• _Work to be completed_
All records should be reproduced verbatim.
--- begin ---
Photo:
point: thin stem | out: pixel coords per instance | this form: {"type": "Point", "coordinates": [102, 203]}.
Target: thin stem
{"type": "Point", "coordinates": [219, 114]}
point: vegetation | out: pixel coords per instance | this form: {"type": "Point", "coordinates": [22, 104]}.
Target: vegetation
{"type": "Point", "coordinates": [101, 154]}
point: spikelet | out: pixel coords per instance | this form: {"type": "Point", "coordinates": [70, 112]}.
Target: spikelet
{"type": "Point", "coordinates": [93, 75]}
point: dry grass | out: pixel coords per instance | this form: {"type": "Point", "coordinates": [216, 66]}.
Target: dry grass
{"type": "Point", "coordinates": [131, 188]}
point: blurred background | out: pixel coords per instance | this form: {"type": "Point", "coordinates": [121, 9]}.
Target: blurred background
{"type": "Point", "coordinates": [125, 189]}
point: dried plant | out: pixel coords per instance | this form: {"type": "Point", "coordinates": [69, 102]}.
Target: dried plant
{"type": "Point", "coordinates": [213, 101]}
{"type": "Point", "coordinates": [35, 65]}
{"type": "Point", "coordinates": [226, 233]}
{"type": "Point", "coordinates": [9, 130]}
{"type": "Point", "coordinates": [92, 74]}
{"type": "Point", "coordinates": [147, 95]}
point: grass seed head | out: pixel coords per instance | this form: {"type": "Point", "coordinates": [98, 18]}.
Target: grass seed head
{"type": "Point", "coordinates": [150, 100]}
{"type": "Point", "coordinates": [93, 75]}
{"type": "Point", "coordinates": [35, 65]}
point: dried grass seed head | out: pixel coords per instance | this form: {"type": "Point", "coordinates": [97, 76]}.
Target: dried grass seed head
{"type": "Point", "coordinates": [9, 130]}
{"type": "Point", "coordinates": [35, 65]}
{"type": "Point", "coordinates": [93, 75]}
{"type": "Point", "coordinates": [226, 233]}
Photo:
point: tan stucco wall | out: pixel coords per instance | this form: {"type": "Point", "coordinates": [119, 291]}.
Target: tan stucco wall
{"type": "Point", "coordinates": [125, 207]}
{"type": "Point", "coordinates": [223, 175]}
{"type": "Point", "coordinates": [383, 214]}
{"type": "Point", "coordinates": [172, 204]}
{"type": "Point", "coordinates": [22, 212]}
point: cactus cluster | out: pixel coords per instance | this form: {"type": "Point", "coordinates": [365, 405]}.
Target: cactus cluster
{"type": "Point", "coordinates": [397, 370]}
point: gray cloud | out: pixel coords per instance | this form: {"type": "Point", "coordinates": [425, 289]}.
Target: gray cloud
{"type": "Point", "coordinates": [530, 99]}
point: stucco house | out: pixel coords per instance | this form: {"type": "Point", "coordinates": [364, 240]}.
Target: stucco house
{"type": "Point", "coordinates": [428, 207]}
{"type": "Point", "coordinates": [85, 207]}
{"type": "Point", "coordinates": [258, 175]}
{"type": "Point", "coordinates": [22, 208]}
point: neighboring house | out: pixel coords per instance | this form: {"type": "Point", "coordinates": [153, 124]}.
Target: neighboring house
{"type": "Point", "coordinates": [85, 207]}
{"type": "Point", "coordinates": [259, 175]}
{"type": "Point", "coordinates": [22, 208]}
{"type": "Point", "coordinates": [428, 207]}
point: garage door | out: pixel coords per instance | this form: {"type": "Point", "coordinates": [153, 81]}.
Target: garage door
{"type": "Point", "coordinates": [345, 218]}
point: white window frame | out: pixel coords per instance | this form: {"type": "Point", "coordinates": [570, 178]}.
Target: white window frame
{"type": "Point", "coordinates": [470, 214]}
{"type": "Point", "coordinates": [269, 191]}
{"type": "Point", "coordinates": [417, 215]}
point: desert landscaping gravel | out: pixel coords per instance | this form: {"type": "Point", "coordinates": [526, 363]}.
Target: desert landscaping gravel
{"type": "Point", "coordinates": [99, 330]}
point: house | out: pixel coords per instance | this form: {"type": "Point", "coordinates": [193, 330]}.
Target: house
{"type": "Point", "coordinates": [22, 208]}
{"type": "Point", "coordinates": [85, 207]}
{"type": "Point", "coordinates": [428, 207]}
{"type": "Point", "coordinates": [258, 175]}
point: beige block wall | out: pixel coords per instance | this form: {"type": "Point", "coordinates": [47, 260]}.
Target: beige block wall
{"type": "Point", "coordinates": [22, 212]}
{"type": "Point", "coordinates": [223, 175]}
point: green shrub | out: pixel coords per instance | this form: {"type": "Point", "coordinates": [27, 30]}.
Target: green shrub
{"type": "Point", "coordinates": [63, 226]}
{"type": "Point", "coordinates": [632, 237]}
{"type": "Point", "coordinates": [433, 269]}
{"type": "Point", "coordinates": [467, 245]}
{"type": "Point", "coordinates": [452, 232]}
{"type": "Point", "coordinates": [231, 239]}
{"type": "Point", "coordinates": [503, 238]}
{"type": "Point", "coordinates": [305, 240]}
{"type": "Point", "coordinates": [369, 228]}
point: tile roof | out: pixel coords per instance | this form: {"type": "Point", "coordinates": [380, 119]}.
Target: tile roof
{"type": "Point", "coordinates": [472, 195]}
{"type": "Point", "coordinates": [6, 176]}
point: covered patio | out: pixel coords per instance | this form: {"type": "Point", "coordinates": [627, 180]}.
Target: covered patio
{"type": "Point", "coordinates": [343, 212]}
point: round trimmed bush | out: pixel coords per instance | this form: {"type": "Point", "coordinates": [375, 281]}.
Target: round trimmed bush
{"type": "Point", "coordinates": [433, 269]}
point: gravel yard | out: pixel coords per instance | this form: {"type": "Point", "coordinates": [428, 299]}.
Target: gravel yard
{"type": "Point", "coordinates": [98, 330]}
--- end ---
• _Response to this task_
Photo:
point: thin stem | out: pixel coords per instance | this form: {"type": "Point", "coordinates": [102, 203]}.
Target: thin stem
{"type": "Point", "coordinates": [219, 114]}
point: vegetation | out: pixel coords per instance | this form: {"type": "Point", "coordinates": [22, 104]}.
Target: vegetation
{"type": "Point", "coordinates": [101, 154]}
point: spikelet | out: pixel coords per instance | this form: {"type": "Point", "coordinates": [70, 112]}.
Target: spikelet
{"type": "Point", "coordinates": [93, 75]}
point: dry grass | out: pixel coords per instance | this form: {"type": "Point", "coordinates": [216, 66]}.
Target: dry grass
{"type": "Point", "coordinates": [131, 188]}
point: blurred background | out: pixel coords per instance | this form: {"type": "Point", "coordinates": [121, 9]}.
Target: blurred background
{"type": "Point", "coordinates": [125, 189]}
point: dried plant | out: pixel coords per instance | this form: {"type": "Point", "coordinates": [69, 102]}.
Target: dried plant
{"type": "Point", "coordinates": [213, 101]}
{"type": "Point", "coordinates": [35, 65]}
{"type": "Point", "coordinates": [226, 233]}
{"type": "Point", "coordinates": [9, 130]}
{"type": "Point", "coordinates": [92, 74]}
{"type": "Point", "coordinates": [147, 95]}
point: grass seed head | out: pixel coords per instance | this form: {"type": "Point", "coordinates": [98, 18]}.
Target: grass seed head
{"type": "Point", "coordinates": [150, 100]}
{"type": "Point", "coordinates": [93, 75]}
{"type": "Point", "coordinates": [35, 65]}
point: dried grass seed head | out: pixel coords per instance | this form: {"type": "Point", "coordinates": [97, 76]}.
Target: dried grass seed head
{"type": "Point", "coordinates": [9, 130]}
{"type": "Point", "coordinates": [35, 65]}
{"type": "Point", "coordinates": [93, 75]}
{"type": "Point", "coordinates": [226, 233]}
Photo:
point: tan stucco wall | out: pixel coords per instance | this form: {"type": "Point", "coordinates": [119, 291]}.
Target: tan stucco wall
{"type": "Point", "coordinates": [125, 207]}
{"type": "Point", "coordinates": [223, 175]}
{"type": "Point", "coordinates": [383, 214]}
{"type": "Point", "coordinates": [172, 204]}
{"type": "Point", "coordinates": [22, 212]}
point: cactus cluster | out: pixel coords per instance | this form: {"type": "Point", "coordinates": [365, 405]}.
Target: cactus cluster
{"type": "Point", "coordinates": [397, 370]}
point: gray cloud | out: pixel coords per instance | this form: {"type": "Point", "coordinates": [425, 289]}.
Target: gray cloud
{"type": "Point", "coordinates": [530, 99]}
point: stucco house | out: pixel coords per instance | this form: {"type": "Point", "coordinates": [364, 240]}.
Target: stucco house
{"type": "Point", "coordinates": [428, 207]}
{"type": "Point", "coordinates": [85, 207]}
{"type": "Point", "coordinates": [258, 175]}
{"type": "Point", "coordinates": [22, 208]}
point: neighboring house | out: pixel coords per instance | this form: {"type": "Point", "coordinates": [153, 124]}.
Target: neighboring house
{"type": "Point", "coordinates": [85, 207]}
{"type": "Point", "coordinates": [259, 175]}
{"type": "Point", "coordinates": [22, 208]}
{"type": "Point", "coordinates": [428, 207]}
point: garage door | out: pixel coords per instance | this form: {"type": "Point", "coordinates": [153, 81]}.
Target: garage door
{"type": "Point", "coordinates": [345, 218]}
point: white window frame | out: pixel coords per instance | this form: {"type": "Point", "coordinates": [570, 178]}.
Target: white window frame
{"type": "Point", "coordinates": [470, 214]}
{"type": "Point", "coordinates": [269, 191]}
{"type": "Point", "coordinates": [417, 215]}
point: desert landscaping gravel | out: pixel coords per instance | this form: {"type": "Point", "coordinates": [526, 363]}.
Target: desert landscaping gravel
{"type": "Point", "coordinates": [99, 330]}
point: house | out: pixel coords per instance | this form: {"type": "Point", "coordinates": [193, 330]}.
Target: house
{"type": "Point", "coordinates": [22, 208]}
{"type": "Point", "coordinates": [85, 207]}
{"type": "Point", "coordinates": [428, 207]}
{"type": "Point", "coordinates": [258, 175]}
point: beige block wall | out: pixel coords per instance | this form: {"type": "Point", "coordinates": [47, 260]}.
Target: beige block wall
{"type": "Point", "coordinates": [22, 212]}
{"type": "Point", "coordinates": [223, 175]}
point: green shrub | out: pixel coords per instance | this form: {"type": "Point", "coordinates": [27, 30]}.
Target: green shrub
{"type": "Point", "coordinates": [63, 226]}
{"type": "Point", "coordinates": [632, 237]}
{"type": "Point", "coordinates": [433, 269]}
{"type": "Point", "coordinates": [467, 245]}
{"type": "Point", "coordinates": [452, 232]}
{"type": "Point", "coordinates": [231, 239]}
{"type": "Point", "coordinates": [503, 238]}
{"type": "Point", "coordinates": [305, 240]}
{"type": "Point", "coordinates": [369, 228]}
point: tile roof | out: pixel coords per instance | this form: {"type": "Point", "coordinates": [380, 119]}.
Target: tile roof
{"type": "Point", "coordinates": [472, 195]}
{"type": "Point", "coordinates": [6, 176]}
point: covered patio | out: pixel coords per instance | this form: {"type": "Point", "coordinates": [627, 180]}.
Target: covered patio
{"type": "Point", "coordinates": [343, 212]}
point: round trimmed bush | out: pixel coords per instance | this form: {"type": "Point", "coordinates": [375, 281]}.
Target: round trimmed bush
{"type": "Point", "coordinates": [433, 269]}
point: gravel yard | out: pixel coords per instance | this form: {"type": "Point", "coordinates": [428, 299]}.
Target: gravel yard
{"type": "Point", "coordinates": [98, 330]}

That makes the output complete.